**Natural language region descriptions**
^^^^

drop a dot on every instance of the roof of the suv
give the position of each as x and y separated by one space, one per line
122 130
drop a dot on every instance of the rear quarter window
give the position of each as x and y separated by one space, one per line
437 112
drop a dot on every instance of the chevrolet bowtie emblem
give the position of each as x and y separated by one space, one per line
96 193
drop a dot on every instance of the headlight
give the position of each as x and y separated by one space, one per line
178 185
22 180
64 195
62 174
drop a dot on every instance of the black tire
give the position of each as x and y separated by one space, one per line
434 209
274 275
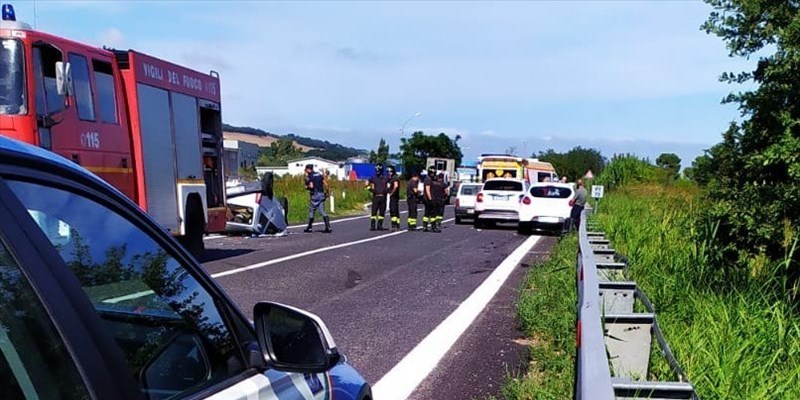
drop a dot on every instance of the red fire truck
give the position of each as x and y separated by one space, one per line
149 127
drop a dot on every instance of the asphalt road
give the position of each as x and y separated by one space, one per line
382 293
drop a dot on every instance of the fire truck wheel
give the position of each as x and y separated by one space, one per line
194 231
285 204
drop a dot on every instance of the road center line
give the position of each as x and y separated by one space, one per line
308 253
404 377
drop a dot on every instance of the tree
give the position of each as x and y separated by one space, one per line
382 155
278 153
671 164
755 187
574 163
415 150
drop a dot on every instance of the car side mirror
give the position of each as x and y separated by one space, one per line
178 366
267 185
293 340
63 78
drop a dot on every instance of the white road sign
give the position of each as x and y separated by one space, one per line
597 191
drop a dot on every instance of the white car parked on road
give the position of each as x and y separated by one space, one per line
499 201
465 200
546 207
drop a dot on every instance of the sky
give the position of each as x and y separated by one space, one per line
619 76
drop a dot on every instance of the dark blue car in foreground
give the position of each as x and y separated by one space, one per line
98 302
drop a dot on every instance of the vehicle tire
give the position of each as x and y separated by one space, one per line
195 228
285 204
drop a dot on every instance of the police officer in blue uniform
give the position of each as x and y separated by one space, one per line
413 197
439 194
315 184
394 197
379 187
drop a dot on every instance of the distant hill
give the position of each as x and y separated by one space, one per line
312 147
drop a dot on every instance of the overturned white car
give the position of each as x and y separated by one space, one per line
255 209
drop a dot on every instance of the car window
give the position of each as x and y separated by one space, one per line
555 192
167 325
510 186
34 363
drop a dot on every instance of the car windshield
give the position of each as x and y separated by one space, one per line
470 190
12 78
509 186
553 192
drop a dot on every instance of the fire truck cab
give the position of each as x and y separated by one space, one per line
151 128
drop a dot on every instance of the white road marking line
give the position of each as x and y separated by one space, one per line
270 262
404 377
308 253
335 221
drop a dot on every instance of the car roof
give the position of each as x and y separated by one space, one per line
505 179
557 184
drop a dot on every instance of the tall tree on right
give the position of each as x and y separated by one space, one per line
755 182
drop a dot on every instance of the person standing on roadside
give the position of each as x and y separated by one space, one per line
427 198
317 188
439 192
578 203
394 197
413 196
379 187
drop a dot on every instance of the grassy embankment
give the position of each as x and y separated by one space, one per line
546 311
735 341
350 197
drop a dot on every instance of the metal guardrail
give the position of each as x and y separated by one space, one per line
614 342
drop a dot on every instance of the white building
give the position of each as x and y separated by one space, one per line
276 171
238 154
298 166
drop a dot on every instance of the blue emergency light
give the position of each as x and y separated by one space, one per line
8 13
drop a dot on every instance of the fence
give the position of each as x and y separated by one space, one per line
614 343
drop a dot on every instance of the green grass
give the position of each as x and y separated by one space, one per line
546 311
350 197
734 338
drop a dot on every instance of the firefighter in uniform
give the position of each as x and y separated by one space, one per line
394 197
430 213
439 194
379 186
317 190
412 198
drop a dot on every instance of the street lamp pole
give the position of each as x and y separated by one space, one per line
403 126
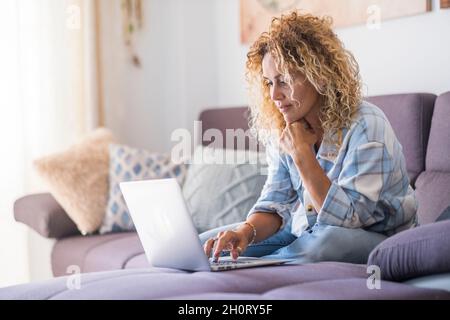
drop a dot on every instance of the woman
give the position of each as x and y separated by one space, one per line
337 182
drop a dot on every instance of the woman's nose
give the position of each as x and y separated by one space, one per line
277 94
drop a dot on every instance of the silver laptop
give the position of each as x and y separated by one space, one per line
167 232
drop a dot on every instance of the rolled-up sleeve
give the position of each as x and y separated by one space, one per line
278 195
352 198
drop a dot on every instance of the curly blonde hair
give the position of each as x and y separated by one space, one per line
305 43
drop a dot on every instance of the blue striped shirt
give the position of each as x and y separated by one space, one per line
369 182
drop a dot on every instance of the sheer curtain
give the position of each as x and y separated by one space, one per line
49 97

^^^^

**BRIEF**
Across all the records above, find each line with "truck" in it and copy it.

**RESULT BELOW**
drop a dot on every instance of the red fire truck
drop a dot on every instance of the fire truck wheel
drop a dot on every instance of the fire truck cab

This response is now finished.